● **本文**:
'''
丹野さん、西條さん、野々浜地区のみなさんとアリサちゃん、大変な中なのに、おいしいお菓子や飲み物をありがとうございました。

2011年5月12日木曜日

上り下りの…、その2.

このゾウの山登り能力は、ゾウ使いがしこんで身に付けさせたものではない。元々山岳の森林地帯に住むミャンマーのゾウは、野生状態でも、ふつうに急斜面を移動しているのである。


ただし、ゾウもゾウ使いも、“何かを極めたい”とか“エクササイズのために”とかではなく、飽(あ)くまで生きる上で都合がいいと判断した場合に、そこを登る。あえて岩の出っ張りに指を引っ掛けてオーバーハングした崖(がけ)を登るようなフリークライマーとは目的が違うので、両者を比較することはナンセンスだろう。

前回から一連の写真の場面でも、左に見えている丸太をさらに下のほうに下ろすのが目的なのだが、嫌(いや)がるゾウを無理矢理に…ではなく、ゾウ使いが、この勾配(こうばい)なら右に遠回りするまでもないと判断し、より効率がいい直登(ちょくとう)をゾウに命じ、ゾウもゾウで「あいよ」とばかりに、何のためらいもなくグイグイ登っていったのである。

まして、現場での私のポリシーとして、「○○をやって見せて」などと注文を付けることもない。とにかく彼らの仕事は、高所恐怖症(こうしょきょうふしょう)では務(つと)まらないのは間違いない。


上りの達人たちは下りの達人でもある。登ってはみたものの降りられなくなった、みたいな事態(じたい)は、彼らに限っては見たことがない。

ちなみに、ミャンマーの森で仕事をする者の間では、もしゾウに襲われたなら、上に逃げろと言われている。上りは人のほうが速いが、下りだとゾウのが速くて追いつかれてしまうと言うのである。

上りは、超重量級の体を高いところに持ち上げる運動である。さすがに一歩一歩踏みしめるような足取りにならざるを得ないが、それに対して下りは、重力に任(まか)せて自分の体重を低いところに降ろせばいいのだから、上りに比べれば、はるかに楽なのは間違いない。
'''
● **提供資料**:
'''
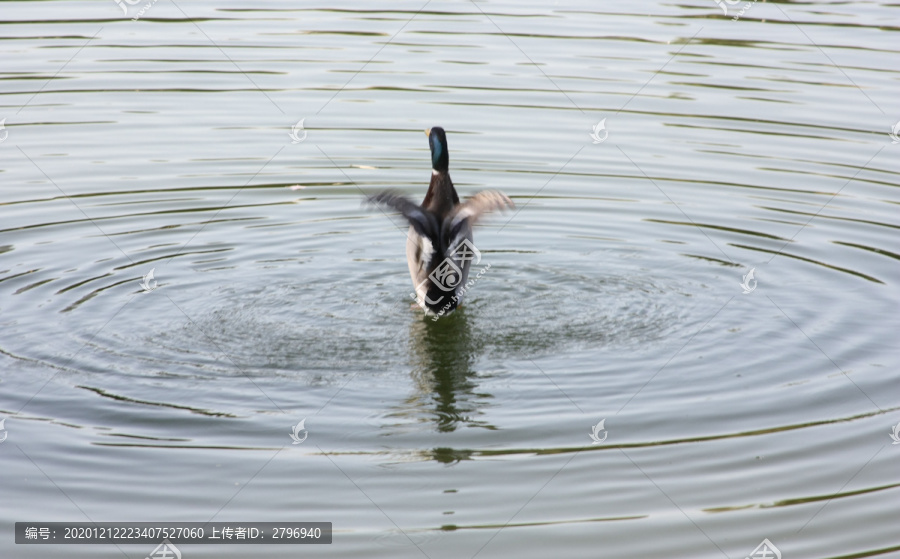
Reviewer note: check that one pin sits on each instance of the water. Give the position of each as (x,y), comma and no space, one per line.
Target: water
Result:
(614,291)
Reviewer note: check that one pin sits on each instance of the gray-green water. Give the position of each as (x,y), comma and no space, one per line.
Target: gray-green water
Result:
(614,291)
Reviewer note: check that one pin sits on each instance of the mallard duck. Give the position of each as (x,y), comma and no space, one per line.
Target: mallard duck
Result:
(439,246)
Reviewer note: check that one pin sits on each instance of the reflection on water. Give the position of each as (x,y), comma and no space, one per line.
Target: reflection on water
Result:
(443,353)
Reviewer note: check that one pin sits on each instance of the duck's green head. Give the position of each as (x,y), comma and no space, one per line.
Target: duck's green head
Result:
(440,155)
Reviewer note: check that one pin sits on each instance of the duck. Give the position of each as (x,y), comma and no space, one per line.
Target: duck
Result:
(439,244)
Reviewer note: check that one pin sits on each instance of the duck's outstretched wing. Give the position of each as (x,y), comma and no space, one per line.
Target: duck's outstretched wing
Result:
(469,212)
(421,220)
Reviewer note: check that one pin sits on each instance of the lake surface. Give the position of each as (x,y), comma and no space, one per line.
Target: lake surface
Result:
(735,409)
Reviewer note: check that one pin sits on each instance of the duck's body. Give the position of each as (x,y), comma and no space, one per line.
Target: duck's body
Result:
(439,245)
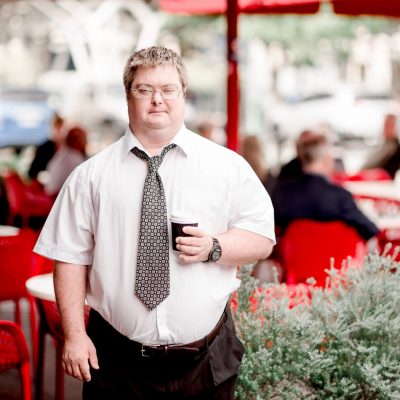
'''
● **実施する課題**:
1. 本文をもとに、次の問いに答えなさい。
(a) ミャンマーのゾウは、元々どのような場所に住んでいるか。
(b) ミャンマーの森で仕事をする者の間では、ゾウに襲われたらどうしろと言われているか。
(c) 一連の写真の場面で、ゾウ使いがゾウに命じたのは何か。
2. 本文のうち「丹野さん、西條さん、野々浜地」という語句を含む箇所から書き出し、「と)まらないのは間違いない。」のところで止めて、そのとおりに書き写しなさい。
項目は本文とは別個の資料である。

● **期待される結果**:
1.
(a) 山岳の森林地帯
(b) 上に逃げろと言われている。
(c) より効率がいい直登

2.
丹野さん、西條さん、野々浜地区のみなさんとアリサちゃん、大変な中なのに、おいしいお菓子や飲み物をありがとうございました。

2011年5月12日木曜日

上り下りの…、その2.

このゾウの山登り能力は、ゾウ使いがしこんで身に付けさせたものではない。元々山岳の森林地帯に住むミャンマーのゾウは、野生状態でも、ふつうに急斜面を移動しているのである。


ただし、ゾウもゾウ使いも、“何かを極めたい”とか“エクササイズのために”とかではなく、飽(あ)くまで生きる上で都合がいいと判断した場合に、そこを登る。あえて岩の出っ張りに指を引っ掛けてオーバーハングした崖(がけ)を登るようなフリークライマーとは目的が違うので、両者を比較することはナンセンスだろう。

前回から一連の写真の場面でも、左に見えている丸太をさらに下のほうに下ろすのが目的なのだが、嫌(いや)がるゾウを無理矢理に…ではなく、ゾウ使いが、この勾配(こうばい)なら右に遠回りするまでもないと判断し、より効率がいい直登(ちょくとう)をゾウに命じ、ゾウもゾウで「あいよ」とばかりに、何のためらいもなくグイグイ登っていったのである。

まして、現場での私のポリシーとして、「○○をやって見せて」などと注文を付けることもない。とにかく彼らの仕事は、高所恐怖症(こうしょきょうふしょう)では務(つと)まらないのは間違いない。